* Data records
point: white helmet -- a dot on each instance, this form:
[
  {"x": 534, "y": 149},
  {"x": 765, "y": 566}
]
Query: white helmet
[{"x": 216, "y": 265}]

* Problem requirements
Please repeat every record above word for word.

* Written response
point: white helmet -- a dot on each instance, this form:
[
  {"x": 534, "y": 149},
  {"x": 765, "y": 566}
]
Query: white helmet
[{"x": 216, "y": 265}]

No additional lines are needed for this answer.